**** STORED DATA

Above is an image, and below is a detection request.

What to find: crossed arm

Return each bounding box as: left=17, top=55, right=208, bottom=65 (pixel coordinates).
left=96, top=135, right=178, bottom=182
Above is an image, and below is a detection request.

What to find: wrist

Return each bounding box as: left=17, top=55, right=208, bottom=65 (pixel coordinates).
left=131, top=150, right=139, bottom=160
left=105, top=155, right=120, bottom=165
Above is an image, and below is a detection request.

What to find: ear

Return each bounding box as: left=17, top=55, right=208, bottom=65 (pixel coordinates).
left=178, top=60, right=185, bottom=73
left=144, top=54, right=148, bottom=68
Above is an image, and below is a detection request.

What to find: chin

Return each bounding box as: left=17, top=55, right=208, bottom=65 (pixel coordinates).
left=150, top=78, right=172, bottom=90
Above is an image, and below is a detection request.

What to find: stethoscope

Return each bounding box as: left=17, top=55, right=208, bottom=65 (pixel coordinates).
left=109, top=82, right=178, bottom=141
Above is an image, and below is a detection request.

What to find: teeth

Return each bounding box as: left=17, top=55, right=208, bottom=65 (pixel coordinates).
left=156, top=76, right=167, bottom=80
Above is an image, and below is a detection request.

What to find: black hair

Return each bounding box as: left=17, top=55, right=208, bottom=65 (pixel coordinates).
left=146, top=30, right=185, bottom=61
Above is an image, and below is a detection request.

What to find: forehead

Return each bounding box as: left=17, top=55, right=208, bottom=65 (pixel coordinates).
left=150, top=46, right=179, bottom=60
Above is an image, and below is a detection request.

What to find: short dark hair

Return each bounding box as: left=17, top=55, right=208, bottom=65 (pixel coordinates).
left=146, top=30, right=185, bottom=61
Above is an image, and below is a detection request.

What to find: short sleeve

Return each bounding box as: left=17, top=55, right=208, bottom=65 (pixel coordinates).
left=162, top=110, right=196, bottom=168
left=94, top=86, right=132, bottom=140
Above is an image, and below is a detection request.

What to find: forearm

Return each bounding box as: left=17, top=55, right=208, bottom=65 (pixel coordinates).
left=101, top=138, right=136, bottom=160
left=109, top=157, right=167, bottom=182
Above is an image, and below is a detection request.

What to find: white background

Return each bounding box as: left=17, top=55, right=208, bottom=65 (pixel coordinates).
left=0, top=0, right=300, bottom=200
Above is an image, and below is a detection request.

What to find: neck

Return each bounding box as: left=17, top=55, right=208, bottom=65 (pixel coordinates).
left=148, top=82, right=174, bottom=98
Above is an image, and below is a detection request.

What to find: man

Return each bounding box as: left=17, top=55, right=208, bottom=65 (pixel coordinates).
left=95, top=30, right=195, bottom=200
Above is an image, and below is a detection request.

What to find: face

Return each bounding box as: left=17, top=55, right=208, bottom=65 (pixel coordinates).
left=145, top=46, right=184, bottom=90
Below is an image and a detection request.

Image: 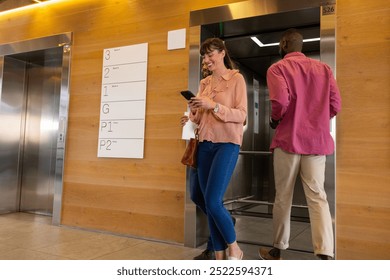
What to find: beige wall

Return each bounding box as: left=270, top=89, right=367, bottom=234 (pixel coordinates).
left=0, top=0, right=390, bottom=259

********
**** STORED DATA

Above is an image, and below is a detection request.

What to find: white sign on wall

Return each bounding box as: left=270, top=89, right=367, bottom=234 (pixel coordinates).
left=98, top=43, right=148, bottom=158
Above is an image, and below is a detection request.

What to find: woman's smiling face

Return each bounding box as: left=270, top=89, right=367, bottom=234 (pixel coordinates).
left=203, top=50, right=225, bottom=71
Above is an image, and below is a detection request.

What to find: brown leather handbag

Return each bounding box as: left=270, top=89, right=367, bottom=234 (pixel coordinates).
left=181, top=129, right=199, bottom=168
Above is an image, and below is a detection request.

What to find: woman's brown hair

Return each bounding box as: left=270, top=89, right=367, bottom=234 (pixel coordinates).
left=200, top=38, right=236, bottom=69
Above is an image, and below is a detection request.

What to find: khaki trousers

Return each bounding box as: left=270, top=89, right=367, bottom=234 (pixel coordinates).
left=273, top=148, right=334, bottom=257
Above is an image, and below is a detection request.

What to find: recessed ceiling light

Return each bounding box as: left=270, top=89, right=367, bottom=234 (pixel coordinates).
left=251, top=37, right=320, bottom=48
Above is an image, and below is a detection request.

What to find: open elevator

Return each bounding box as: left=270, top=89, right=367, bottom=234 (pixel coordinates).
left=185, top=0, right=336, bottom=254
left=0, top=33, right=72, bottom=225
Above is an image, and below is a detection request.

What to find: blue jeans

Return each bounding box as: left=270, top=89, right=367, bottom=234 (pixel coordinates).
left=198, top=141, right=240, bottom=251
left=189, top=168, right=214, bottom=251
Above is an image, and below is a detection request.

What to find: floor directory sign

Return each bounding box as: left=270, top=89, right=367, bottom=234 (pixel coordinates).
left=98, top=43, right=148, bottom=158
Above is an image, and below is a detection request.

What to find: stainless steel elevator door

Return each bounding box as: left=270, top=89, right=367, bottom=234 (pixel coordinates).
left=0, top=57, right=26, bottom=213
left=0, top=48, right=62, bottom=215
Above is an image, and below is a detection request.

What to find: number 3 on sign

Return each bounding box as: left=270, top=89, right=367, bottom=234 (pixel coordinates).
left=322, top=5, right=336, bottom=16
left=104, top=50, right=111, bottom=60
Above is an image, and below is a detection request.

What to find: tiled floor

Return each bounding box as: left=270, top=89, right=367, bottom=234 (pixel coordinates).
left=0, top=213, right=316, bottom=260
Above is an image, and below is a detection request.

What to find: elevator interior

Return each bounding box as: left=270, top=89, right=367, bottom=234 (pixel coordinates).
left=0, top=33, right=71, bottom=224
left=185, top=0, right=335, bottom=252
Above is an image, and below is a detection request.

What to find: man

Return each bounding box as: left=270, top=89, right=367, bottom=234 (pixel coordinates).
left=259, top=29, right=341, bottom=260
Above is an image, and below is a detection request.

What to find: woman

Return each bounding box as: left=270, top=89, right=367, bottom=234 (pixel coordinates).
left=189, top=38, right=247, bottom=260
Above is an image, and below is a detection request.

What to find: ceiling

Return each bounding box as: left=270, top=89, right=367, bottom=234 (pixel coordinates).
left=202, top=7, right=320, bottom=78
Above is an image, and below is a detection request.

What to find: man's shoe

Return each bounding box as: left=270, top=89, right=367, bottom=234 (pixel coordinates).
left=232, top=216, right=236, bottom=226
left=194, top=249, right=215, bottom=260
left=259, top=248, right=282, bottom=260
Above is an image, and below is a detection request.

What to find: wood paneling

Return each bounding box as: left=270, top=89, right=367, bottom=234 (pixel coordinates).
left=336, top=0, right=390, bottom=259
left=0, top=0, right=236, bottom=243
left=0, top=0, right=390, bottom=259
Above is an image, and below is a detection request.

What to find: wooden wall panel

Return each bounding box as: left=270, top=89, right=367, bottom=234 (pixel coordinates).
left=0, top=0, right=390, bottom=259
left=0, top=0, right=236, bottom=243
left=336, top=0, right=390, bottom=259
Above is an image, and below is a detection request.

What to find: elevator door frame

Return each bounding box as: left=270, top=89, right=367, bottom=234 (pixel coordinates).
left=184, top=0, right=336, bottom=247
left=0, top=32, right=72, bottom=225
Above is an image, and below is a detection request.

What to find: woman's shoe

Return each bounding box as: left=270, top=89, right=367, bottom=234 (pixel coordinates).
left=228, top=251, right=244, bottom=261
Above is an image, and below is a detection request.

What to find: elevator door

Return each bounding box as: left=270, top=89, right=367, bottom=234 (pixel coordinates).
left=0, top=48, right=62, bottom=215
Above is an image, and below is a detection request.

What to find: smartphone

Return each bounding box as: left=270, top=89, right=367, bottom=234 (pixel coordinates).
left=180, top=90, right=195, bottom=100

********

● DIRECTIONS
How many lines in the dataset entries above contain the word "floor"? Give only the number.

● RESULT OF THIS EXERCISE
2